## BRIEF 1
Which lines of the records contain the word "wooden"? Report each of those lines in full.

***** TEXT TO READ

What Lies Behind the Door of the Oracle?

I can’t help but think of the movie Minority Report when it comes to testing security products. In Spielberg’s futuristic thriller, the pseudo-science of PreCrime is invented to create an Orwellian brave new world, using a supposedly infallible testing system to convict people before they commit a crime. The system is controlled by higher powers that have ulterior motives (profit) beyond simply preventing crime. This leads to the internal suppression of ‘false negatives’ to perpetuate a broken system that keeps those who run the system in a position of power.

In one key scene, our hero John Anderton takes a new recruit behind the scenes to a hidden room called The Temple to view the inner workings of the system. He remarks, “The power has always been with the priests, even if they had to invent the Oracle.”

I am here today to tell you that is exactly what some testing organizations want you to do: to trust an ‘infallible’ system run for profit whose inner workings are kept hidden from us. What, exactly, lies behind the Temple door? “There's nothing to see here folks, just believe us,” the priests reassure us. “Only we can talk to the Oracle. Don’t go in there. Don’t even try.”

Herein lies the problem. If everyone had the power to talk to the Oracle, the priests would be out of a job. By denying people access to the Oracle, the priests became the ones with the real power – including the power to interpret the “truth” they receive exactly as they (or their financial backers) wished.

**********
***** DATA FOR THE TASK

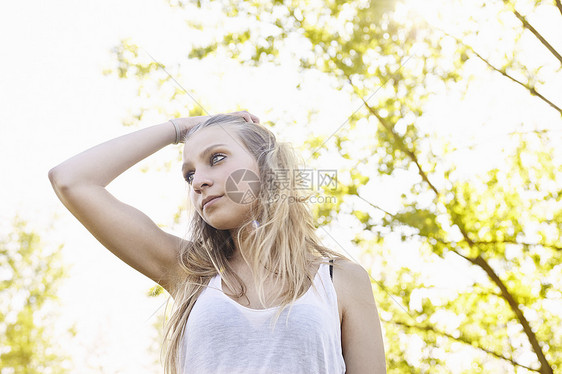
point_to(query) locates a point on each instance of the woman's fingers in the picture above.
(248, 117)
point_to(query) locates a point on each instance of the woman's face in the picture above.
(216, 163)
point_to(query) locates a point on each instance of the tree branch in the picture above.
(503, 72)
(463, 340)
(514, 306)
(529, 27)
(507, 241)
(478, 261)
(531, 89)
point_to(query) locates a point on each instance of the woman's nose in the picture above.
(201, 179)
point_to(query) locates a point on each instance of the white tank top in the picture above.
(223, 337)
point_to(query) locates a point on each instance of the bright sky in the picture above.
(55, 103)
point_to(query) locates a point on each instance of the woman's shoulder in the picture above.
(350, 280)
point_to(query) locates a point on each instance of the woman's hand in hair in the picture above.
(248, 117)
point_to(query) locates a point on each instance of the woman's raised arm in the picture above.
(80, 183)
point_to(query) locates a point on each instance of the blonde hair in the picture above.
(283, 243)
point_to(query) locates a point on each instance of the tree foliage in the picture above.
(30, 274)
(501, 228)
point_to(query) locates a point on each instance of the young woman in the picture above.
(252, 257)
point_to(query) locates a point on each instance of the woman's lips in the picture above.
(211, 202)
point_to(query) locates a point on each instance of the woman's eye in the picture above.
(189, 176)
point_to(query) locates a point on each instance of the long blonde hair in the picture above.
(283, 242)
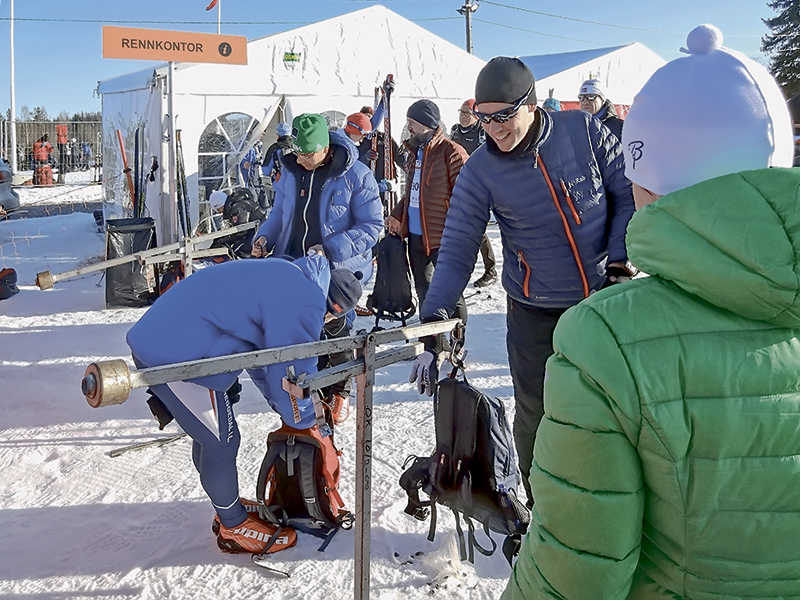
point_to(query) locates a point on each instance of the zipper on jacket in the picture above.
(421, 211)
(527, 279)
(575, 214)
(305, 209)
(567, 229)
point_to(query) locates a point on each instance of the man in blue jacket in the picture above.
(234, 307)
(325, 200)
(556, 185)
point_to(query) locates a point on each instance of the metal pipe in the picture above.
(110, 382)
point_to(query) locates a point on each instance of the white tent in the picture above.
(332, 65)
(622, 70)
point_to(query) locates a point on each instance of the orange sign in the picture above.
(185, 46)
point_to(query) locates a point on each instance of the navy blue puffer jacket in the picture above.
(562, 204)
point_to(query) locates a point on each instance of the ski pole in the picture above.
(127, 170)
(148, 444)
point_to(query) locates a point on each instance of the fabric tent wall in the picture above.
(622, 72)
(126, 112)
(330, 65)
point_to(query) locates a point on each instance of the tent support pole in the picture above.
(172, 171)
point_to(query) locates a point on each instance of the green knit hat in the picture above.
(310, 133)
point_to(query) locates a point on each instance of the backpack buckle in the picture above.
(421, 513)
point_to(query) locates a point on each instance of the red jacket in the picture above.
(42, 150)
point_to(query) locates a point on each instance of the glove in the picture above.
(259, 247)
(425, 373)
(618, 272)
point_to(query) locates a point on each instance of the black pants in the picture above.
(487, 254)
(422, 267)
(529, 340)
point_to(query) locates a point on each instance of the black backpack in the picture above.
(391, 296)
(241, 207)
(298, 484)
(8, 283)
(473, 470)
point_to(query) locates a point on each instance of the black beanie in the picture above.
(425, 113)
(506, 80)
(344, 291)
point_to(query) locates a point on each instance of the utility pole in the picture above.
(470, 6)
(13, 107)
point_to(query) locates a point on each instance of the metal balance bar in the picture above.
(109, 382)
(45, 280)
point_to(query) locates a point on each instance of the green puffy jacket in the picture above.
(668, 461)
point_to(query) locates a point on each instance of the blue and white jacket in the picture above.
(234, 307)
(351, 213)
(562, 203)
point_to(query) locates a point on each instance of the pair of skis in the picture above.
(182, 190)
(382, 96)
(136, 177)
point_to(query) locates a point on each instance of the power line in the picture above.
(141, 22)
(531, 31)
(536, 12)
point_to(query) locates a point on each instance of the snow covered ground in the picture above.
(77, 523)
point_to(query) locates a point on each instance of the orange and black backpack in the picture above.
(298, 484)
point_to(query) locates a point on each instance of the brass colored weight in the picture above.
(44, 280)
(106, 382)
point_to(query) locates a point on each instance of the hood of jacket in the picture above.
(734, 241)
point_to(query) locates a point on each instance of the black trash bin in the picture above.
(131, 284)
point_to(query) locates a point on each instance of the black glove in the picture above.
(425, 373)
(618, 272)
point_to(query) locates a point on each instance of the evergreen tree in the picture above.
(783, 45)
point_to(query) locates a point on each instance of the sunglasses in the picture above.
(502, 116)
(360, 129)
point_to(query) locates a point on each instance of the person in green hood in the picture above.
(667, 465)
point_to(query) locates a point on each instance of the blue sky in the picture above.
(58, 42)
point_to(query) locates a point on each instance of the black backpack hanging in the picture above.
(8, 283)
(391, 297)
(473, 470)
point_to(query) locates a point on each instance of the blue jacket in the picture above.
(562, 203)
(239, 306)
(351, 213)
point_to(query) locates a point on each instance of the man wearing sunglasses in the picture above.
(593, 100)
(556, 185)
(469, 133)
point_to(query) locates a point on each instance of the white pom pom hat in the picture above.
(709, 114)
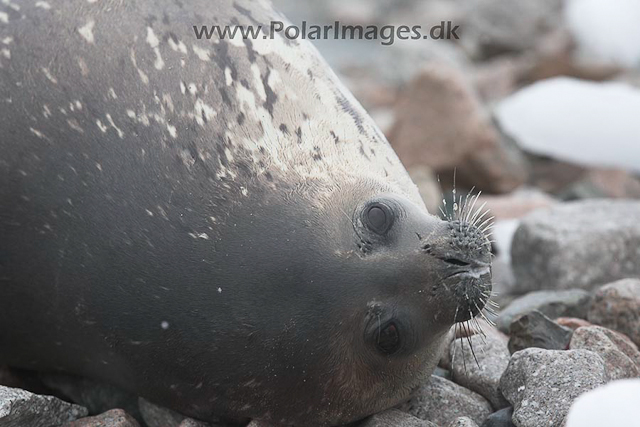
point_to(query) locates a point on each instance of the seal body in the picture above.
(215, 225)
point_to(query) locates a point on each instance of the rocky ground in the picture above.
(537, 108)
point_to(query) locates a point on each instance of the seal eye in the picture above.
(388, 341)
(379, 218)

**********
***** DATA FOR THE TASK

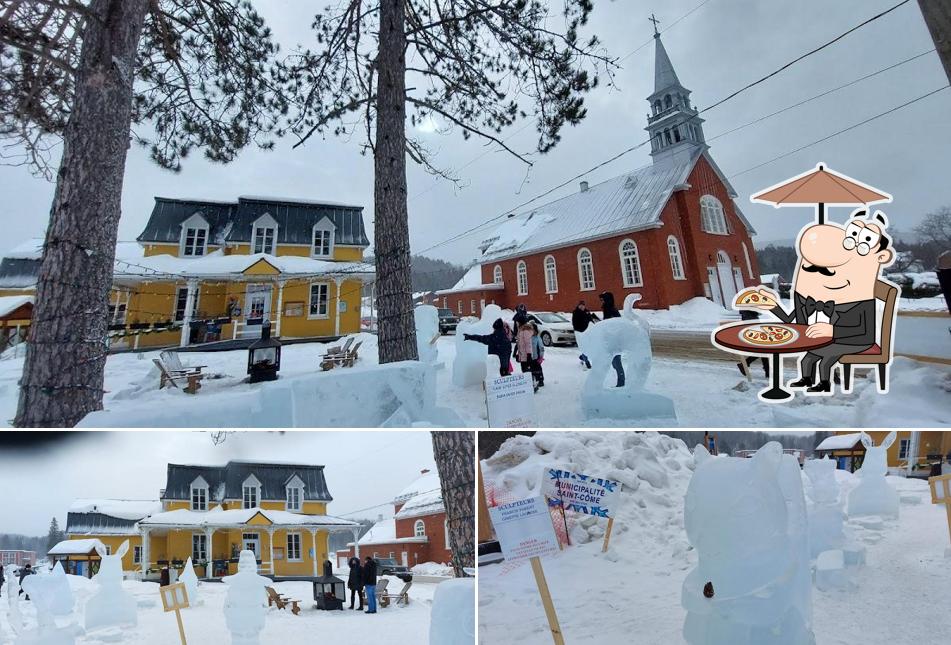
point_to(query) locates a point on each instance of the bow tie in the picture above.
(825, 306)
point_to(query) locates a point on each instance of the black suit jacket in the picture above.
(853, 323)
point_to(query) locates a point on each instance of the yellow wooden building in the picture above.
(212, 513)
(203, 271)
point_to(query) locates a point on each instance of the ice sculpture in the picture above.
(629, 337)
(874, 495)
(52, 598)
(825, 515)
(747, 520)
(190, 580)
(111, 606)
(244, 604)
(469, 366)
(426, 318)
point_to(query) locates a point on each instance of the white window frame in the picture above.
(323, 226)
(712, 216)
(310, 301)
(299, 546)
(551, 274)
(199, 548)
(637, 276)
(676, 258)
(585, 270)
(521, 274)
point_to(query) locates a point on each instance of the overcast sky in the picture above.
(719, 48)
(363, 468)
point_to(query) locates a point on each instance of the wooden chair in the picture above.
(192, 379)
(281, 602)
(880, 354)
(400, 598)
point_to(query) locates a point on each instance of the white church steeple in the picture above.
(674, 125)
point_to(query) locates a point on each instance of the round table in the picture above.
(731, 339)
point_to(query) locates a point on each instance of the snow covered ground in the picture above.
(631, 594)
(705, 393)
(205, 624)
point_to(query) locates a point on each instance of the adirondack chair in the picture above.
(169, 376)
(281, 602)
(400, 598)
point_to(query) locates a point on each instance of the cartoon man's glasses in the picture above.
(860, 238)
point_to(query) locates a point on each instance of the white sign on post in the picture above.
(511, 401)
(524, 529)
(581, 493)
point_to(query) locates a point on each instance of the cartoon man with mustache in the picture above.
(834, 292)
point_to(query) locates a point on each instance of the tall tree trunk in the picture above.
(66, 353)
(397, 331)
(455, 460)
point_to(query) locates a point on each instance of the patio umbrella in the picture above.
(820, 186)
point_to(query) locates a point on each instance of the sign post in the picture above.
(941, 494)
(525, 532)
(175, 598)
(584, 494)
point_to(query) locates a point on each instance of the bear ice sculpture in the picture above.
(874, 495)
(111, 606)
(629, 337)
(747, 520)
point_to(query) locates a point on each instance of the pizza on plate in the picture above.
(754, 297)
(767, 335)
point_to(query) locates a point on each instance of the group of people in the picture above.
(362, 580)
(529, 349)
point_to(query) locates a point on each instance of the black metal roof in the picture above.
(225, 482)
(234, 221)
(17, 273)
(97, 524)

**********

## BRIEF 2
Can you extend the essay on security-product testing and the Oracle from its final sentence?

## WRITTEN RESPONSE 1
point_to(query) locates a point on each instance of the yellow wooden building in the picture above.
point_to(query) locates a point on each instance of the wooden chair in the picture above.

## WRITTEN RESPONSE 2
Going back to the world of malware, we’re told time and again that it’s “impossible” for consumers and companies to test AV systems for themselves. After all, that’s why we have AV testing houses, right?

I recently attended a very informative meeting at the Anti-Malware Testing Standards Organization, where I was fortunate to be on a panel where I stated, to some controversy, that testing organizations must:

1.  Define a Curation Strategy for the Malware Repository – The process used in collecting the malware used in testing and how the malware is maintained over time.
2.   Provide Provenance of Malware – The evidence of the history and source origin of the malware.
3.   Conviction Process of Malware – The steps used in providing evidence on how the malware was convicted or charged as being malware.
4.   Creation of Malware – Allowance of any testing organization to create malware to be used in testing.
5.   Obfuscation and/or Modification of Malware – Allowance to change the malware from its original form for the purposes of changing the underlying properties of the malware, not necessarily the underlying actions of the malware.

None of this happened in the latest testing report. Once again the vendor, or vendors in this case, paid for perfection using questionable malware.

I will state this simply: using a malware list to which vendors and testers can contribute is simply hygiene testing. It’s equivalent to using malware from the 1970s. This is not prevalent malware being detected and defeated, because everyone already knows about the malware in question. Signatures that guard against it have already existed for some time. I would argue that this malware would never be seen in a modern environment. Its conviction is questionable and so is its provenance, so why curate it?

The simple answer is because testing houses know that they are in a position of power, and no one has ever questioned their authority… until now.

Why You Should Test For Yourself


Case in point: over the past two years, between two 'reputable' testing organizations, we have seen public tests produce a testing score of 100% accuracy (wait for it) 149 times.



How is it that we have seen 100% accuracy in 149 public security product tests, yet company after company continues to get breached because these products that produce 100% accuracy in so-called testing are failing miserably outside the rarified atmosphere of the testing environment?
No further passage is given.